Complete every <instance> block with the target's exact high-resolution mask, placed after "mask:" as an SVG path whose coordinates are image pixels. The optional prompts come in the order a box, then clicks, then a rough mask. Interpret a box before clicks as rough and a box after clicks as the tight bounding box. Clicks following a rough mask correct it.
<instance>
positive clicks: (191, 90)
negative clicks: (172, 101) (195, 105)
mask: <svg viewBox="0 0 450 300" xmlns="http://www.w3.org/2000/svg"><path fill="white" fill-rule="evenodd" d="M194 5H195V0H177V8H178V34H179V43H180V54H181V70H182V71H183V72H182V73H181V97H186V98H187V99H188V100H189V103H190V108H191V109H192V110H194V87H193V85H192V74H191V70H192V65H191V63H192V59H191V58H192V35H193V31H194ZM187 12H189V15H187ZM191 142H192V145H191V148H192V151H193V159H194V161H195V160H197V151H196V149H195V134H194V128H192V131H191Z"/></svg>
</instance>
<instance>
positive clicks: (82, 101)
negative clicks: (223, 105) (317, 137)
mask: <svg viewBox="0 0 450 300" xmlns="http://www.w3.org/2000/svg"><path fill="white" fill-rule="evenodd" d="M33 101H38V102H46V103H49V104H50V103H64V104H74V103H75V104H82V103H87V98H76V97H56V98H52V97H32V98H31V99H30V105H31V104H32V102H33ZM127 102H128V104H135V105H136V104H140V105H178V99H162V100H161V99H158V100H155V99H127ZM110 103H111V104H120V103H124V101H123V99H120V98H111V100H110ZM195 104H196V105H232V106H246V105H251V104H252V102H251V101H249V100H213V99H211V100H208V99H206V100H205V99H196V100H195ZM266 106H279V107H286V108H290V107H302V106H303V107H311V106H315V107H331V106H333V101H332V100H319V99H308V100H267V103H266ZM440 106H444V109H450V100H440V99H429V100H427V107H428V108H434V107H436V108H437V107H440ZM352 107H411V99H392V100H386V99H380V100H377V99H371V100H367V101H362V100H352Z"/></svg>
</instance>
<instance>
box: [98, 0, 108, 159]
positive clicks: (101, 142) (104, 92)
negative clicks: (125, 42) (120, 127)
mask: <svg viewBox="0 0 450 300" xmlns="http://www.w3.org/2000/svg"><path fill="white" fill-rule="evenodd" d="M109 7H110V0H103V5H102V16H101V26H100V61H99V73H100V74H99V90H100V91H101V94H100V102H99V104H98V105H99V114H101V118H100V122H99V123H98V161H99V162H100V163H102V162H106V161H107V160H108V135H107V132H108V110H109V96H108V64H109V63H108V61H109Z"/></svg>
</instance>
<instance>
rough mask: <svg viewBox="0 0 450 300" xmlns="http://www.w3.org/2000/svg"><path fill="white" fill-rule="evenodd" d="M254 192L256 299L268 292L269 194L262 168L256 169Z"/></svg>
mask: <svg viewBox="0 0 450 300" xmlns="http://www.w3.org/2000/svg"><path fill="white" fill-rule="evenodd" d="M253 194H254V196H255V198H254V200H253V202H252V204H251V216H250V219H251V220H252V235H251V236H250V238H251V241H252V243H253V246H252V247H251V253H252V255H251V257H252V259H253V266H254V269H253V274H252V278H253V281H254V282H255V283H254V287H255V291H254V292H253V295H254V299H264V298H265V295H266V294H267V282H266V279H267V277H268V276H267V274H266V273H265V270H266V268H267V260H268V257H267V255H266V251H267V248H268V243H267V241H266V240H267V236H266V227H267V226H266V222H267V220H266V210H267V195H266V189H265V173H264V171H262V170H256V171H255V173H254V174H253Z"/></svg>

• **Work instructions**: Search the entries for the word "positive" and show every line that has it.

• **Exercise solution**:
positive clicks: (191, 90)
positive clicks: (82, 101)
positive clicks: (101, 142) (104, 92)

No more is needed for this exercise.